» DOCUMENT EXTRACT
§ §

French pundits have begun speculating about the fallout from the sudden, humiliating withdrawal of the government's youth labour plan, the now-notorious contrat première embauche (CPE, or "first employment contract") on 10 April 2006. Most say the climbdown in the face of public protests has ended the presidential hopes of prime minister Dominique de Villepin, the plan's architect, in the 2007 elections.

Some argue that the opposition socialists, with Ségolène Royal currently making most waves in a seven-candidate race for the party nomination, will reap the benefits. Yet others conclude that the debacle has boosted the chances of Villepin's ambitious arch-rival, interior minister Nicolas Sarkozy.

In fact, every single political force in France has lost. This is the consequence not of tactical mistakes on anyone's part, but of a stark truth about French public life: power no longer resides in elected bodies.

In most countries policy-making works more of less as follows: a government sanctioned by popular vote drafts legislation; parliament discusses it, with opponents allowed to table amendments; a vote is held and the proposal passes into law. That is the end of the story. In France this is where it begins. As soon as the measure is enacted, interest groups start to rally against the plan. If their protests are disruptive enough, and most crucially if they are accompanied by violence, the move is scrapped.

§ §

[Some records]
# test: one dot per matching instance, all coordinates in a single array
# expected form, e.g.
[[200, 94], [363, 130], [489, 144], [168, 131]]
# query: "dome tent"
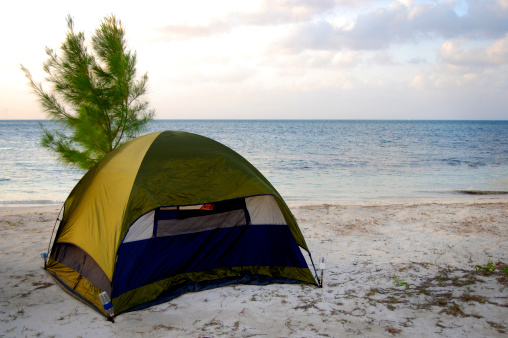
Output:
[[172, 212]]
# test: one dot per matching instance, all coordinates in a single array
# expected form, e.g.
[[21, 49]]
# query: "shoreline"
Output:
[[400, 268]]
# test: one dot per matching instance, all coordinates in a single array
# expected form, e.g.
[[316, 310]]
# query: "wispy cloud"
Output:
[[403, 22]]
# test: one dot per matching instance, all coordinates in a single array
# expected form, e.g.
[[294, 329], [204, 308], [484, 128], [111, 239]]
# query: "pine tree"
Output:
[[95, 97]]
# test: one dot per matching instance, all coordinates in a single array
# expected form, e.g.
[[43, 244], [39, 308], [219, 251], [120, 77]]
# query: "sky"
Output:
[[283, 59]]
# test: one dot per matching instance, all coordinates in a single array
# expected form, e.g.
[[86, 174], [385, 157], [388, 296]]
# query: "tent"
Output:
[[172, 212]]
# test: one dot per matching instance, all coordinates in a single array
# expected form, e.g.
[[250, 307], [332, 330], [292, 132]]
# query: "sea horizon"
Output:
[[311, 160]]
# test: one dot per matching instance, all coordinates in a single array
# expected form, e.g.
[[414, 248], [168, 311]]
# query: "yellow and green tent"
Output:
[[172, 212]]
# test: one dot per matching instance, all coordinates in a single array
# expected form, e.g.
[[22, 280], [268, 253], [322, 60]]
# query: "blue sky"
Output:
[[285, 59]]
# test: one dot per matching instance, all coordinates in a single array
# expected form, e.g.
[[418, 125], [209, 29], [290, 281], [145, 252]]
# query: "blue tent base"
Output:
[[202, 286]]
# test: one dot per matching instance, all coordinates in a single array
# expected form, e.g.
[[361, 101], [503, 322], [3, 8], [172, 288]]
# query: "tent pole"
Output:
[[50, 239], [315, 271]]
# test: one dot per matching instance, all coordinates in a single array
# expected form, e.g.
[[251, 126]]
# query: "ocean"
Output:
[[311, 160]]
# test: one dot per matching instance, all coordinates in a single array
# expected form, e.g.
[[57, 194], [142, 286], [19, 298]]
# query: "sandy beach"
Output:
[[415, 268]]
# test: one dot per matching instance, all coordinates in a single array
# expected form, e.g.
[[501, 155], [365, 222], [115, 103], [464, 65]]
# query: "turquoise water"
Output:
[[311, 160]]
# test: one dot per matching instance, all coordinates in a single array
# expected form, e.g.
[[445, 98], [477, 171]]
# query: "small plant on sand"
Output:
[[487, 269], [398, 282]]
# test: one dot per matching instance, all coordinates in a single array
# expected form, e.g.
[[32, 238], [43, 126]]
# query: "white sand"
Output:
[[403, 269]]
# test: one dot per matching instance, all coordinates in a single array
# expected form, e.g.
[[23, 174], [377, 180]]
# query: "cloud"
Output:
[[270, 13], [456, 53], [403, 22]]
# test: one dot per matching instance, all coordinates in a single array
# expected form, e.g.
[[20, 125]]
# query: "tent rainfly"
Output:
[[168, 213]]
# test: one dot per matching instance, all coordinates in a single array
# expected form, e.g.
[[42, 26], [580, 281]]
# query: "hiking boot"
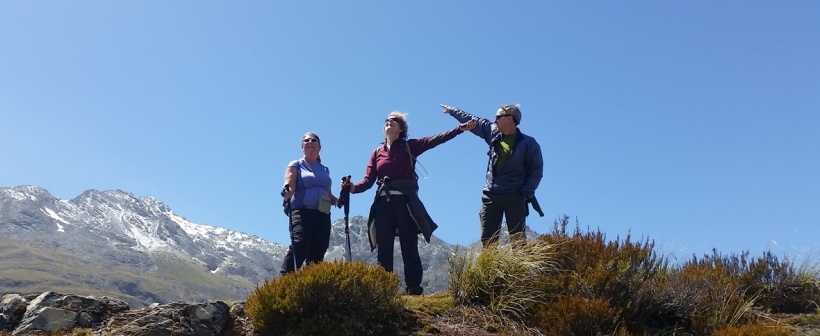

§ §

» EXERCISE INSTRUCTIONS
1. Reproduce, word for word, the full text on France's scrapped youth labor plan.
2. List every line in the entries that contains the word "tent".

» ANSWERS TO THE EXERCISES
1.
French pundits have begun speculating about the fallout from the sudden, humiliating withdrawal of the government's youth labour plan, the now-notorious contrat première embauche (CPE, or "first employment contract") on 10 April 2006. Most say the climbdown in the face of public protests has ended the presidential hopes of prime minister Dominique de Villepin, the plan's architect, in the 2007 elections.

Some argue that the opposition socialists, with Ségolène Royal currently making most waves in a seven-candidate race for the party nomination, will reap the benefits. Yet others conclude that the debacle has boosted the chances of Villepin's ambitious arch-rival, interior minister Nicolas Sarkozy.

In fact, every single political force in France has lost. This is the consequence not of tactical mistakes on anyone's part, but of a stark truth about French public life: power no longer resides in elected bodies.

In most countries policy-making works more of less as follows: a government sanctioned by popular vote drafts legislation; parliament discusses it, with opponents allowed to table amendments; a vote is held and the proposal passes into law. That is the end of the story. In France this is where it begins. As soon as the measure is enacted, interest groups start to rally against the plan. If their protests are disruptive enough, and most crucially if they are accompanied by violence, the move is scrapped.

2.
# query: "dome tent"
# query: "tent"
# query: "yellow and green tent"
# query: "blue tent base"
# query: "tent pole"
# query: "tent rainfly"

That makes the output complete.